(Your instructions)
Reproduce, word for word, the stretch of the Victory VAP thread below from "## Larry brown" through "with Victory components.".

# Victory VAP



## Jacques Malan

Who out there is shooting Victory arrows. I'd love to hear your thoughts.


----------



## Larry brown

I shoot em, great tough arrow. Only issue would be components for some, I don’t have the issue but some have said some inconsistencies with Victory components. 


Sent from my iPhone using Tapatalk


----------



## equilibrium

*I shoot them. 500 VAP V1. Love them and win a lot with them. The thing is, there are a lot of arrows that will perform equally as good. The best thing about any arrow is the confidence it gives you when others are watching. If, your asking because you want them, once you find the right spine and tip weight you will not be disappointed.*


----------



## huteson2us2

I shoot the Vaps too well. Even using pin nocks, they break when hit by another arrow. When up to 16 arrows are shot into the same spot on the field round or 900 round, it is MY Vaps that suffer. I got a dozen new V1 Vaps Elite last year ( because I was running out of my previous dozen) and robin hooded the very first two that I shot on the field course. Of course they did not match the previous dozen Vaps in color or looks and cannot be shot with them as all your arrows must match. So I would rather shoot the Easton ACCs instead when shooting 4 or more arrows into a single spot. Cheaper, stronger, and still accurate. As far as expensive arrows (like the Pro Tours), I love to watch an archer cry when one of his arrows are destroyed.

(Dataset records)
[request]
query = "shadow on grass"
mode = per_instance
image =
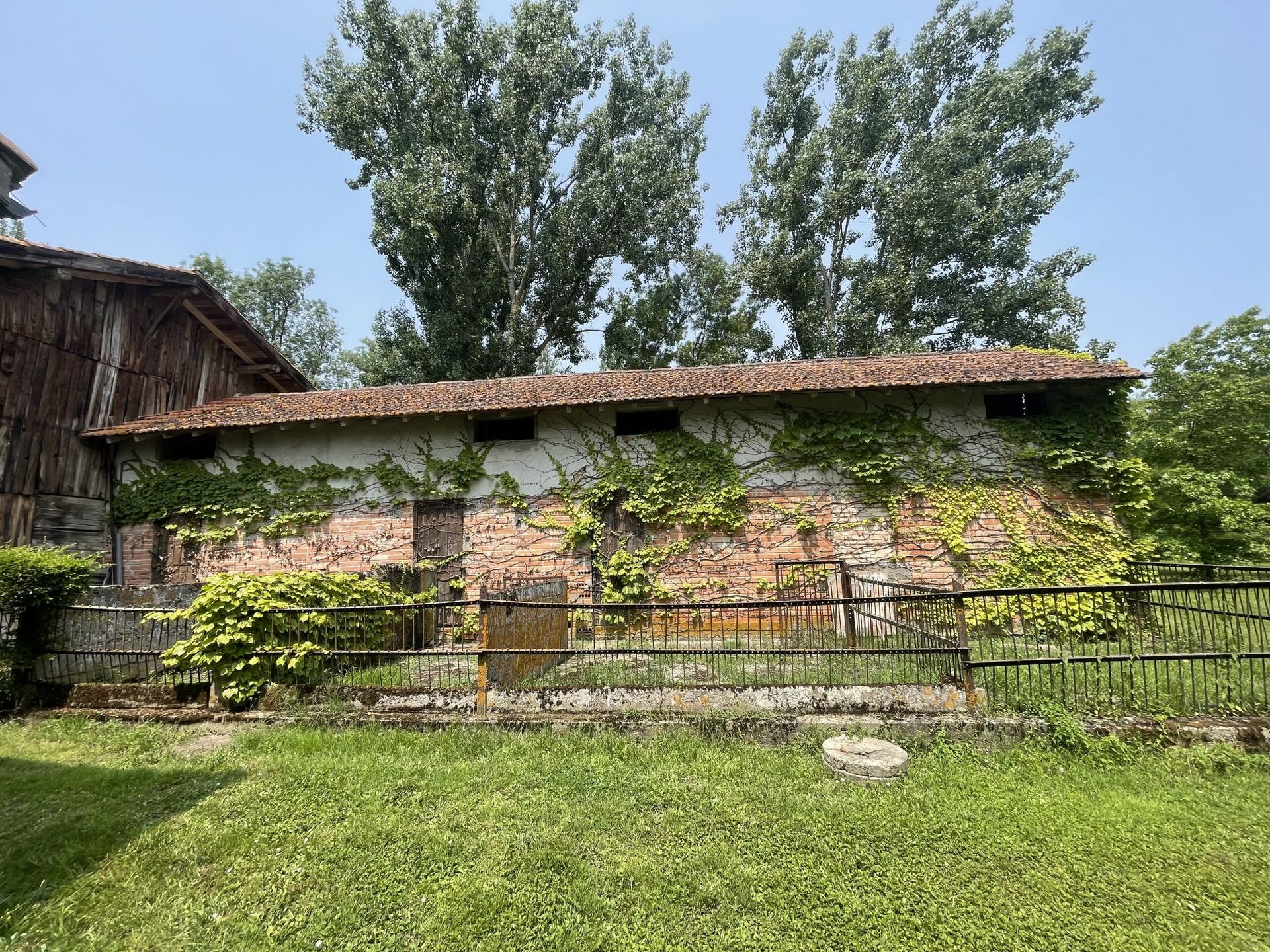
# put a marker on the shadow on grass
(59, 822)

(Written reply)
## Larry brown

I shoot em, great tough arrow. Only issue would be components for some, I don’t have the issue but some have said some inconsistencies with Victory components.